▶ [TEXT PROVIDED]
——
Fearless and Devout Catholic Christian First, Loving Husband and Father Second, Pissed-Off Patriot Third, Rocket Engineer Dork Last.
This entry was posted in Feminism, Hillary Clinton. Bookmark the permalink.

16 Responses to Contingency Shopping

  1. Adrienne says:

    I think more ammo would be a good idea!

    • I think we’re all working on that, too. But only in very small quantities, right Barack? Because “high-capacity magazines” are still illegal here in Colorado, thanks to our wonderful local Democrats (Pox Be Upon Them).

  2. Papabear says:

    One good thing about mooselim she-goat suicide bombers…they already have their body-bag on!

  3. LL says:

    I think that the “tactical kilt” would make a very positive statement in an LGBTQ bar… if accompanied with a leather wife beater in sort of a YMCA sort of ensemble.
——
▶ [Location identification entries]
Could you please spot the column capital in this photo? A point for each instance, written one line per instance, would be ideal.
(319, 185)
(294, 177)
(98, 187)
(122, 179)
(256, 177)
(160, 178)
——
▶ [WHAT THE TASK REQUIRES]
Please answer these questions about the blog comments text:
1. In which two categories was the entry posted?
2. How many responses does the post titled "Contingency Shopping" have?
3. In which state are "high-capacity magazines" said to be illegal?

▶ [THE RESULT]
1. Feminism and Hillary Clinton
2. 16
3. Colorado